> Stated exercise: Give all of the lines again, with nothing added or dropped.

> Listed entries:
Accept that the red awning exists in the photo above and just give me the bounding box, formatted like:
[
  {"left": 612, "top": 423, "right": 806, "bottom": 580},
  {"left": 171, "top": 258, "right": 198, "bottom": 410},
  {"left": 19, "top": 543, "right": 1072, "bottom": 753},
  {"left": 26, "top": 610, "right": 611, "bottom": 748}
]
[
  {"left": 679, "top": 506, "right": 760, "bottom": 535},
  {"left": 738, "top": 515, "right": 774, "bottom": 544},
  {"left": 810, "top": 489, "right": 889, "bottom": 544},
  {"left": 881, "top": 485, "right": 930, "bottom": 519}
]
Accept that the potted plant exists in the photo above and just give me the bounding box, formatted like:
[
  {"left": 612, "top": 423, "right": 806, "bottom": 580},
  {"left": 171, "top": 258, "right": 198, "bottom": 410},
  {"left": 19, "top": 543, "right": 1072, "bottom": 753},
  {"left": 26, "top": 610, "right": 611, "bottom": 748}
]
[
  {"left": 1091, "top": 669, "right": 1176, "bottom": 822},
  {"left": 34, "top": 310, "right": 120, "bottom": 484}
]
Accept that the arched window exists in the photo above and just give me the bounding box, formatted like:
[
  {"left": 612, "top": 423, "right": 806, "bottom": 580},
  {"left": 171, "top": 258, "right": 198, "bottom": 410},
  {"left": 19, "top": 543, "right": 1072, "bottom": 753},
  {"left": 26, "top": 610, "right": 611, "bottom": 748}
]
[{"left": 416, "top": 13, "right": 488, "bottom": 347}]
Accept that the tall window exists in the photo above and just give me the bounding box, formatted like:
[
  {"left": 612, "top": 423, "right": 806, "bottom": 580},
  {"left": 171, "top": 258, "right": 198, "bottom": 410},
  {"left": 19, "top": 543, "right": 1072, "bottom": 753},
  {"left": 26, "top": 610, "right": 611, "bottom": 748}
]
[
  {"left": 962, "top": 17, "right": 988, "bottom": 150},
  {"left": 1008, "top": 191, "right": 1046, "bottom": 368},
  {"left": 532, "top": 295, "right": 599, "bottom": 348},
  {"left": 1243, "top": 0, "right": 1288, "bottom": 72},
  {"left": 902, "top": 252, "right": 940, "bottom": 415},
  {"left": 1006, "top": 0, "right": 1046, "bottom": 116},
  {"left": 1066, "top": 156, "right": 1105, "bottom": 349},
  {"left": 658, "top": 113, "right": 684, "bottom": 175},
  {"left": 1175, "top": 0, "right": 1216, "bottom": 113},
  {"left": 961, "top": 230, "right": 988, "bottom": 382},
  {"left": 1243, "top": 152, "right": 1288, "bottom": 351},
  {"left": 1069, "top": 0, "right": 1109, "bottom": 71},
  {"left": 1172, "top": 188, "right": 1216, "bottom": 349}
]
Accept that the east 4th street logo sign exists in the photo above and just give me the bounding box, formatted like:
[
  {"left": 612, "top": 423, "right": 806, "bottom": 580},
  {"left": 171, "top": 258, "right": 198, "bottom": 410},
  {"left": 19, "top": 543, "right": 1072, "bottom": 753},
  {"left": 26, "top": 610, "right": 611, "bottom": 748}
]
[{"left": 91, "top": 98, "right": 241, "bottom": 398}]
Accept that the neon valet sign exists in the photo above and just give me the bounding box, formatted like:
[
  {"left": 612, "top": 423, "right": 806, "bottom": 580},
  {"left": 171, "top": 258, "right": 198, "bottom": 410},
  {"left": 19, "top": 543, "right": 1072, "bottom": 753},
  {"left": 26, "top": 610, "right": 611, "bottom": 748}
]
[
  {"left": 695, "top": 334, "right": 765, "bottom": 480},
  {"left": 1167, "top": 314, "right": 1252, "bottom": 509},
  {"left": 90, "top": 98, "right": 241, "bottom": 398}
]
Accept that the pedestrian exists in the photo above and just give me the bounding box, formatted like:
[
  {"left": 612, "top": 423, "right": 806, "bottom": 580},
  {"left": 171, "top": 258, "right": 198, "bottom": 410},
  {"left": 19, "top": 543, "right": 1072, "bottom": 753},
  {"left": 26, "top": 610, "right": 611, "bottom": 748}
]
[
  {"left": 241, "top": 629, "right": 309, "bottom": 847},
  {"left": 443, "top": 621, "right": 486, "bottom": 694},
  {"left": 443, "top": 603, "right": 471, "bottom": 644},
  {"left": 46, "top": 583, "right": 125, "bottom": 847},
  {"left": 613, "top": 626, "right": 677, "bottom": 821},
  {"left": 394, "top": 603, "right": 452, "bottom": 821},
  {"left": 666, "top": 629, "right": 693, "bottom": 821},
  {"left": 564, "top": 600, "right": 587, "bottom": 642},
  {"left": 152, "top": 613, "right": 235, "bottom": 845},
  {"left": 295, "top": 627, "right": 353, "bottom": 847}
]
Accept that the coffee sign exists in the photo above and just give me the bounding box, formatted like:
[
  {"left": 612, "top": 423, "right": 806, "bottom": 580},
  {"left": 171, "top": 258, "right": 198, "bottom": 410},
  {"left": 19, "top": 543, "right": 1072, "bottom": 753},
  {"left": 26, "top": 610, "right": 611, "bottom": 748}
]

> Finished task:
Accept that the red awning exists in the photo above and just give me the bounding box, formatted like:
[
  {"left": 612, "top": 423, "right": 806, "bottom": 580},
  {"left": 171, "top": 258, "right": 198, "bottom": 410},
  {"left": 19, "top": 543, "right": 1072, "bottom": 753},
  {"left": 26, "top": 610, "right": 611, "bottom": 748}
]
[
  {"left": 679, "top": 506, "right": 760, "bottom": 535},
  {"left": 738, "top": 515, "right": 774, "bottom": 544},
  {"left": 810, "top": 489, "right": 889, "bottom": 544},
  {"left": 881, "top": 485, "right": 930, "bottom": 519}
]
Accept that the potted plant exists in the photo above and just give me the bounding box, formatted like:
[
  {"left": 612, "top": 423, "right": 806, "bottom": 580},
  {"left": 171, "top": 258, "right": 198, "bottom": 410},
  {"left": 19, "top": 543, "right": 1072, "bottom": 753},
  {"left": 26, "top": 610, "right": 611, "bottom": 748}
]
[
  {"left": 1091, "top": 669, "right": 1176, "bottom": 822},
  {"left": 34, "top": 310, "right": 120, "bottom": 484}
]
Accept that the arched window exists in the photo above and just give me the bounding box, formatted like:
[
  {"left": 612, "top": 423, "right": 806, "bottom": 580},
  {"left": 171, "top": 258, "right": 198, "bottom": 410},
  {"left": 19, "top": 543, "right": 1072, "bottom": 753},
  {"left": 26, "top": 610, "right": 611, "bottom": 748}
]
[{"left": 416, "top": 13, "right": 488, "bottom": 347}]
Accept that the tall window exists in the photo above and just give me the bounding box, formatted like:
[
  {"left": 612, "top": 423, "right": 806, "bottom": 580},
  {"left": 171, "top": 258, "right": 198, "bottom": 410},
  {"left": 19, "top": 543, "right": 1072, "bottom": 753},
  {"left": 26, "top": 610, "right": 611, "bottom": 748}
]
[
  {"left": 962, "top": 17, "right": 988, "bottom": 150},
  {"left": 1008, "top": 191, "right": 1046, "bottom": 368},
  {"left": 532, "top": 295, "right": 599, "bottom": 348},
  {"left": 1243, "top": 0, "right": 1288, "bottom": 72},
  {"left": 902, "top": 252, "right": 940, "bottom": 415},
  {"left": 1006, "top": 0, "right": 1046, "bottom": 116},
  {"left": 1066, "top": 156, "right": 1105, "bottom": 349},
  {"left": 658, "top": 113, "right": 684, "bottom": 175},
  {"left": 1175, "top": 0, "right": 1216, "bottom": 113},
  {"left": 961, "top": 230, "right": 988, "bottom": 382},
  {"left": 1243, "top": 152, "right": 1288, "bottom": 351},
  {"left": 1069, "top": 0, "right": 1109, "bottom": 71},
  {"left": 1172, "top": 188, "right": 1216, "bottom": 349}
]
Accept that the east 4th street logo sign exists in the photo above and just give me the bounding box, formatted like:
[
  {"left": 612, "top": 423, "right": 806, "bottom": 580},
  {"left": 171, "top": 258, "right": 198, "bottom": 410},
  {"left": 19, "top": 543, "right": 1072, "bottom": 753},
  {"left": 26, "top": 610, "right": 611, "bottom": 748}
]
[{"left": 91, "top": 98, "right": 241, "bottom": 398}]
Accept that the neon valet sign exists in the photo above and just give me the bounding box, formatted like:
[
  {"left": 612, "top": 423, "right": 806, "bottom": 580},
  {"left": 171, "top": 258, "right": 198, "bottom": 410},
  {"left": 19, "top": 543, "right": 1072, "bottom": 753},
  {"left": 26, "top": 610, "right": 611, "bottom": 748}
]
[
  {"left": 695, "top": 334, "right": 765, "bottom": 480},
  {"left": 1167, "top": 314, "right": 1252, "bottom": 509},
  {"left": 90, "top": 98, "right": 241, "bottom": 398}
]
Accept that the pedestrian exists in the photo above and just give me the bounding box, formatted like:
[
  {"left": 612, "top": 423, "right": 806, "bottom": 580},
  {"left": 171, "top": 258, "right": 198, "bottom": 410},
  {"left": 19, "top": 543, "right": 1072, "bottom": 753},
  {"left": 26, "top": 610, "right": 611, "bottom": 748}
]
[
  {"left": 241, "top": 629, "right": 309, "bottom": 847},
  {"left": 443, "top": 621, "right": 486, "bottom": 694},
  {"left": 443, "top": 603, "right": 471, "bottom": 644},
  {"left": 46, "top": 583, "right": 125, "bottom": 847},
  {"left": 613, "top": 626, "right": 677, "bottom": 821},
  {"left": 394, "top": 603, "right": 452, "bottom": 821},
  {"left": 666, "top": 629, "right": 693, "bottom": 821},
  {"left": 564, "top": 600, "right": 587, "bottom": 642},
  {"left": 152, "top": 613, "right": 235, "bottom": 845},
  {"left": 295, "top": 627, "right": 353, "bottom": 847}
]
Accept that the coffee sign exists in the photo above and just give me the bounding box, formatted like:
[
  {"left": 612, "top": 423, "right": 806, "bottom": 580},
  {"left": 171, "top": 258, "right": 198, "bottom": 410},
  {"left": 19, "top": 543, "right": 1072, "bottom": 753},
  {"left": 26, "top": 610, "right": 611, "bottom": 748}
]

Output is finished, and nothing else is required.